- Set of tasks
1. In the article on the London mayoral race, why does the writer not believe Boris Johnson is racist? Answer in one to three sentences.
2. Reproduce word for word the part of the article on the London mayoral race that opens with the words containing "The main arguments" and closes with "was a Tory.".
--- Start of Excerpted text ---
Could you vote for Boris?

Ken shouldn’t have another turn as mayor of London just because he’s the Labour candidate.

One morning in May 2008 I walked in to the office to find a scene of quiet desolation. Colleagues barely looked up, long faces fixed on their computer screens. Nary a smile was to be seen nor a gay word to be heard that day, for the long-feared catastrophe had duly come to pass. Yes, Boris Johnson had been elected Mayor of London.

It seems that my co-workers took the same view as the Guardian which, in an unintentionally hilarious edition, warned of the terrible dangers to the capital if the Tory MP and Telegraph columnist were to eject Ken Livingstone from "the glass testicle", as City Hall is known.

"Boris Johnson in the role of mayor would feel like being trapped on the set of The Wizard of Oz minus the soundtrack and the Technicolor," said Bonnie Greer, in yet another of her wise and pithy observations that so enrich the commentary of our nation, while Arabella Weir declared: "I will go on hunger strike and throw myself in front of the next horse at Ascot if he wins."

Yet Big Ben still stands, the ravens have not flown the Tower of London, the rubbish is collected with the same regularity from outside my home in Camden, and preparations appear to be on track for what we are exhorted to regard as a great symbol of civic pride, though I prefer to think of it as a useless drain on the public purse: the 2012 Olympics. Oh, and fortunately Ms Weir still lives, too.

Having Boris in charge has not been the disaster many predicted, but it is already being painted as such now that Labour has selected its candidate for the next mayoral election. Perhaps anticipating that he would defeat Oona King for the nomination, Ken Livingstone has already been training his fire on his successor since launching his campaign in June.

Now many may expect the New Statesman to support Ken's campaign; and perhaps the magazine will when our one-time guest editor comes to battle it out with Boris. But if so, it should be for the right reasons -- which were notable by their absence in the whipped-up furore about the possibility of Boris winning last time.

The main arguments then were: he was an Old Etonian; he had a plummy voice; over the course of thousands of columns he'd made a few comments that could be taken out of context and presented as serious statements (instead of the jokes they actually were) in order to "prove" that he was a racist; and, er, he was a Tory.

The first two are true, but I fail to see how they disqualify him, unless one takes the view that discriminating against someone on the basis of their class background is acceptable. (Surely not -- imagine the outrage if anyone suggested Ken's education at Tulse Hill Comprehensive was a reason not to vote for him.) I don't believe for a minute that Boris, who is of Turkish extraction and whose mother-in-law is Indian, is racist. (He may be guilty of stereotyping for comic effect, but he is an equal opportunities disher-out of cheery abuse.) And yes, he is a Tory.
--- End of Excerpted text ---
--- Start of Extracted material ---
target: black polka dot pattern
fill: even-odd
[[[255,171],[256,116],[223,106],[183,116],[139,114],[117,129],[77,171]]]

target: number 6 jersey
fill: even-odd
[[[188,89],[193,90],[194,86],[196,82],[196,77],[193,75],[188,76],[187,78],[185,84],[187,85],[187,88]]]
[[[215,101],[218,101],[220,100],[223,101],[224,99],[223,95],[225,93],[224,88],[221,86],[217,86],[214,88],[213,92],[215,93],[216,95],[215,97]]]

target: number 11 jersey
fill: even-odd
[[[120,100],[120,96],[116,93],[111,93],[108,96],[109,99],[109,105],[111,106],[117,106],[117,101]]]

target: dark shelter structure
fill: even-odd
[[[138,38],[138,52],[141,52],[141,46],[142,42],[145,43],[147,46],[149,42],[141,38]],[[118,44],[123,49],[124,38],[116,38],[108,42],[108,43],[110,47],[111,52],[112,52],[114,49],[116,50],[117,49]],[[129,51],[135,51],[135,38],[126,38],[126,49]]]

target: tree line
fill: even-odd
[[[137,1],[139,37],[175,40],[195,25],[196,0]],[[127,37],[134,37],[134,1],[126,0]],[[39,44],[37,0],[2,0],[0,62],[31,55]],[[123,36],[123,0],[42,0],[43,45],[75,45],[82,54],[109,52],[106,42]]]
--- End of Extracted material ---
- Solutions
1. The writer points out that Johnson is of Turkish extraction and that his mother-in-law is Indian. The comments cited as proof were jokes taken out of context. At most he may stereotype for comic effect, but he aims his cheery abuse at everyone equally.

2.
The main arguments then were: he was an Old Etonian; he had a plummy voice; over the course of thousands of columns he'd made a few comments that could be taken out of context and presented as serious statements (instead of the jokes they actually were) in order to "prove" that he was a racist; and, er, he was a Tory.